> **What to work on**: Reproduce the Year 2000 and international risk factors text below word for word, in full.

We will continue to implement whatever remedial actions are necessary to make us
Year 2000 compliant. We do not believe that remedial measures taken to correct
any Year 2000 problems will materially impact our operations or financial
results. However, if our remediation plans do not succeed, then we may
experience adverse effects on our business. Furthermore, we cannot assure that
the costs of remediation will not exceed our current estimates, or that our
corrective actions will be completed before any Year 2000 problems occur.
 
     Services Provided by MAXIMUS Affecting Clients' Year 2000 Compliance.
MAXIMUS assists in assessing, evaluating, testing and certifying government
client systems affected by Year 2000 problems. In addition, we provide quality
assurance of Year 2000 compliance conversions performed by third parties for our
clients. Although MAXIMUS has attempted to minimize its liability for potential
clients' system failures, we cannot assure that we will not become subject to
legal action if a client sustains Year 2000 problems. If such legal action is
brought and resolved against us, we could suffer adverse effects on our
business.
 
     Reliance on Vendors' and Clients' Year 2000 Compliance.  In order to
perform our government contracts, we rely to varying extents on information
processing performed by vendors, governmental agencies and entities with which
we contract. We have inquired about these parties' potential Year 2000 problems
where necessary. Based on responses to these inquiries, our management believes
that we would be able to continue to perform contracts without
experiencing material negative financial impact. However, we cannot assure that
Year 2000 related failures in the information systems of vendors or clients will
not occur. Any system failures could interfere with our ability to properly
manage contracted projects and could adversely affect our business.
 
UNCERTAINTIES RELATED TO INTERNATIONAL OPERATIONS
 
     Most of our international operations are currently paid for by the World
Bank and the U.S. Agency for International Development in U.S. dollars. However,
as we expand our operations into developing countries we may encounter a number
of additional risks. The risks to our potential expected international revenues
include:
 
        - Adverse currency exchange rate fluctuations
 
        - Inability to collect receivables
 
        - Difficulty in enforcing contract terms through a foreign country's
          legal system
 
     Foreign countries could also impose tariffs, impose additional withholding
taxes or otherwise tax our foreign income.

> **Extracted data**:
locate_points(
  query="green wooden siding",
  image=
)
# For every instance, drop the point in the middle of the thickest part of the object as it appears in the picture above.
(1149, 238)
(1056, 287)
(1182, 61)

> **Task result**:
We will continue to implement whatever remedial actions are necessary to make us
Year 2000 compliant. We do not believe that remedial measures taken to correct
any Year 2000 problems will materially impact our operations or financial
results. However, if our remediation plans do not succeed, then we may
experience adverse effects on our business. Furthermore, we cannot assure that
the costs of remediation will not exceed our current estimates, or that our
corrective actions will be completed before any Year 2000 problems occur.
 
     Services Provided by MAXIMUS Affecting Clients' Year 2000 Compliance.
MAXIMUS assists in assessing, evaluating, testing and certifying government
client systems affected by Year 2000 problems. In addition, we provide quality
assurance of Year 2000 compliance conversions performed by third parties for our
clients. Although MAXIMUS has attempted to minimize its liability for potential
clients' system failures, we cannot assure that we will not become subject to
legal action if a client sustains Year 2000 problems. If such legal action is
brought and resolved against us, we could suffer adverse effects on our
business.
 
     Reliance on Vendors' and Clients' Year 2000 Compliance.  In order to
perform our government contracts, we rely to varying extents on information
processing performed by vendors, governmental agencies and entities with which
we contract. We have inquired about these parties' potential Year 2000 problems
where necessary. Based on responses to these inquiries, our management believes
that we would be able to continue to perform contracts without
experiencing material negative financial impact. However, we cannot assure that
Year 2000 related failures in the information systems of vendors or clients will
not occur. Any system failures could interfere with our ability to properly
manage contracted projects and could adversely affect our business.
 
UNCERTAINTIES RELATED TO INTERNATIONAL OPERATIONS
 
     Most of our international operations are currently paid for by the World
Bank and the U.S. Agency for International Development in U.S. dollars. However,
as we expand our operations into developing countries we may encounter a number
of additional risks. The risks to our potential expected international revenues
include:
 
        - Adverse currency exchange rate fluctuations
 
        - Inability to collect receivables
 
        - Difficulty in enforcing contract terms through a foreign country's
          legal system
 
     Foreign countries could also impose tariffs, impose additional withholding
taxes or otherwise tax our foreign income.